* **Task objective**
Please output every line of the records below as a numbered list, skipping any blank lines and leaving out the pictures.

[Pointing entries for labeled objects]

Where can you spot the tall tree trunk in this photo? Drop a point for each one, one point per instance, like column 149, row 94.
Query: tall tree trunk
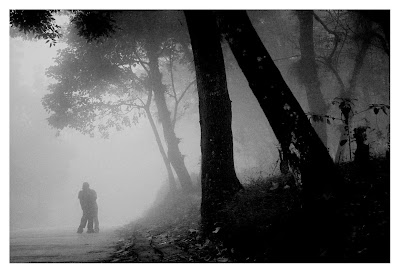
column 174, row 154
column 309, row 72
column 218, row 177
column 320, row 180
column 345, row 129
column 171, row 178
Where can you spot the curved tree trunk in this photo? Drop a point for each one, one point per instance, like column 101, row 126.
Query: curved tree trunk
column 171, row 178
column 320, row 180
column 218, row 177
column 309, row 74
column 174, row 154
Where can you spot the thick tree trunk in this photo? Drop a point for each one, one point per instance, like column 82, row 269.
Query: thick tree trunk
column 174, row 154
column 171, row 178
column 319, row 178
column 218, row 177
column 309, row 72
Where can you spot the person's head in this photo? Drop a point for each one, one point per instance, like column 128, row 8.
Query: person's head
column 85, row 185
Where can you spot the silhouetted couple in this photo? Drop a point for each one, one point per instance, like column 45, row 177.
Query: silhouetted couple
column 87, row 198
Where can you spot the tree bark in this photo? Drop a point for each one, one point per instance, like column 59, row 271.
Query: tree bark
column 174, row 154
column 309, row 72
column 347, row 94
column 167, row 163
column 320, row 180
column 218, row 177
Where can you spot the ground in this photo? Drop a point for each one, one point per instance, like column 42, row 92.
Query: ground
column 61, row 245
column 263, row 223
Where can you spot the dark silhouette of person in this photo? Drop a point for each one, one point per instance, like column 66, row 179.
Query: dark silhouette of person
column 87, row 198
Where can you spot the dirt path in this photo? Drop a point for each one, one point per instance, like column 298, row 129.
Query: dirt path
column 144, row 247
column 61, row 246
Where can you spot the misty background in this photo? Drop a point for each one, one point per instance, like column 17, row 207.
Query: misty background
column 47, row 169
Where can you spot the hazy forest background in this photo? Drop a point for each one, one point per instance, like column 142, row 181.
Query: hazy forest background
column 84, row 107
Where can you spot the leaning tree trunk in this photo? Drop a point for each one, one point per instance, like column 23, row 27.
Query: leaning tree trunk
column 174, row 154
column 171, row 178
column 320, row 180
column 308, row 72
column 218, row 177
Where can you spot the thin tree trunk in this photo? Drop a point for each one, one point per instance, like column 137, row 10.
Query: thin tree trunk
column 309, row 74
column 174, row 154
column 171, row 178
column 345, row 129
column 320, row 180
column 218, row 177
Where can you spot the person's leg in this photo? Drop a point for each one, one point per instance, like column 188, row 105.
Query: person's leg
column 84, row 219
column 90, row 222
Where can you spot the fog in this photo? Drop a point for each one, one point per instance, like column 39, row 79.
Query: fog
column 126, row 170
column 47, row 170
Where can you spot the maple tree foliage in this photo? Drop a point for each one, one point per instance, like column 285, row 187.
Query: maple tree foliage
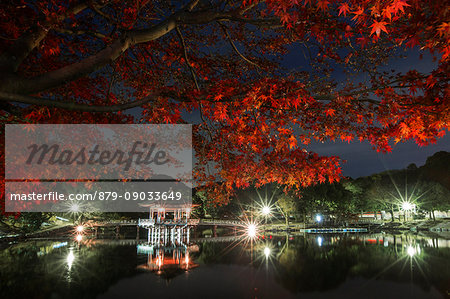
column 218, row 65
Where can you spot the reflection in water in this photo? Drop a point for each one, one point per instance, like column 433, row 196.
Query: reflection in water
column 167, row 251
column 350, row 266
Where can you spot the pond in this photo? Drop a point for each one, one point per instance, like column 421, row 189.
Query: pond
column 294, row 266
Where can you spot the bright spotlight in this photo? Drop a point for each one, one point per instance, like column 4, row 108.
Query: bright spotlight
column 251, row 230
column 407, row 206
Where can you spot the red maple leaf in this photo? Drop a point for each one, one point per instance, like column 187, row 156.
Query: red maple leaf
column 344, row 9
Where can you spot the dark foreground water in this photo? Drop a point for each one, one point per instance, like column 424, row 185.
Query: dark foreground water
column 310, row 266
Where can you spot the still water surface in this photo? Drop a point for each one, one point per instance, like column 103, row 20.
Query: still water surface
column 304, row 266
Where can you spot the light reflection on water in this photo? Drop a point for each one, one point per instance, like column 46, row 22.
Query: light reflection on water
column 306, row 266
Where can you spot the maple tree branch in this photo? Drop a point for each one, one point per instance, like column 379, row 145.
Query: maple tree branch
column 8, row 97
column 11, row 59
column 80, row 32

* **Output of the task**
1. Where can you spot the tall tree trunk in this photo? Drop a point for each one, one point per instance, like column 149, row 94.
2. Query: tall tree trunk
3. column 174, row 154
4. column 309, row 72
5. column 218, row 177
6. column 320, row 180
7. column 345, row 129
8. column 171, row 178
9. Where can you spot the curved tree trunk in this photo? Drop a point for each one, one point per instance, like column 101, row 126.
10. Query: curved tree trunk
11. column 171, row 178
12. column 320, row 180
13. column 218, row 177
14. column 309, row 74
15. column 174, row 154
16. Where can you spot the thick tree trunk in this photo? Drop a point for each one, one point per instance, like column 82, row 269.
17. Query: thick tree trunk
18. column 174, row 154
19. column 171, row 178
20. column 319, row 178
21. column 218, row 177
22. column 309, row 72
23. Where can you spot the person's head in this photo? Drop a point for each one, one point per instance, like column 128, row 8.
24. Query: person's head
25. column 85, row 185
26. Where can you spot the silhouetted couple in this photo? Drop a point for each one, one point per instance, like column 45, row 177.
27. Query: silhouetted couple
28. column 87, row 198
29. Where can you spot the tree bark in this photo? Drop a point for each one, one point per instance, like column 59, row 271.
30. Query: tree bark
31. column 174, row 154
32. column 309, row 72
33. column 347, row 94
34. column 167, row 163
35. column 320, row 180
36. column 218, row 177
37. Where can you spot the ground in this photo? Drop a point for each one, one point per instance, like column 42, row 92.
38. Query: ground
39. column 61, row 245
40. column 263, row 223
41. Where can you spot the dark silhouette of person in this photo? Drop a point for each one, one point per instance, like column 66, row 179.
42. Query: dark silhouette of person
43. column 87, row 198
44. Where can you spot the dirt path in this photo? Drop a point for each one, one point per instance, like column 298, row 129.
45. Query: dirt path
46. column 144, row 247
47. column 61, row 246
48. Where can you spot the misty background in this photo? Drop a point for each one, one point per instance, like column 17, row 207.
49. Query: misty background
50. column 47, row 169
51. Where can you spot the hazy forest background in this photo? Drop a point for each one, one point per instance, like column 142, row 181.
52. Query: hazy forest background
53. column 84, row 107
54. Where can you spot the leaning tree trunk in this photo? Drop a point for each one, one point per instance, like column 23, row 27.
55. Query: leaning tree trunk
56. column 174, row 154
57. column 171, row 178
58. column 320, row 180
59. column 308, row 72
60. column 218, row 177
61. Where can you spot the thin tree trunk in this photo? Drop a point for each one, one point per instance, like column 137, row 10.
62. Query: thin tree trunk
63. column 309, row 74
64. column 174, row 154
65. column 171, row 178
66. column 345, row 129
67. column 320, row 180
68. column 218, row 177
69. Where can you spot the person's leg in this photo? Drop a point for each one, one point per instance, like column 188, row 105.
70. Query: person's leg
71. column 84, row 219
72. column 90, row 222
73. Where can you spot the fog in this photo? Drop a point for each one, one point per instance, like column 39, row 79.
74. Query: fog
75. column 126, row 170
76. column 47, row 170
77. Where can you spot the maple tree foliage in this photo? Drop a point for each one, one point per instance, like column 285, row 187.
78. Query: maple tree foliage
79. column 218, row 65
80. Where can you spot the reflection in water in this photo? Drop a point for each one, one point per instance, like column 433, row 196.
81. Query: reflection in water
82. column 167, row 251
83. column 350, row 266
84. Where can you spot the pond in this photo? Drop a point for each one, one point per instance, like column 421, row 189.
85. Query: pond
86. column 294, row 266
87. Where can you spot the bright spotlight in this photo? Drop a point for each one, one point per instance, like column 4, row 108.
88. Query: bright spotlight
89. column 251, row 230
90. column 407, row 206
91. Where can you spot the red maple leaf in this photo? Drop a point for each one, one point per instance, like column 187, row 156.
92. Query: red maple leaf
93. column 344, row 9
94. Where can you spot the dark foreground water in this photo? Drop a point for each one, one point per instance, like column 424, row 185.
95. Query: dark foreground water
96. column 310, row 266
97. Where can you spot the still water surface in this photo? Drop a point for each one, one point per instance, like column 103, row 20.
98. Query: still water surface
99. column 304, row 266
100. Where can you spot the light reflection on water in this photo? Drop a point for each one, one point per instance, like column 46, row 22.
101. Query: light reflection on water
102. column 306, row 266
103. Where can you spot the maple tree branch in this photo? Drop a point for each one, one point per instance, like column 379, row 145.
104. Query: maple tree branch
105. column 8, row 97
106. column 11, row 59
107. column 80, row 32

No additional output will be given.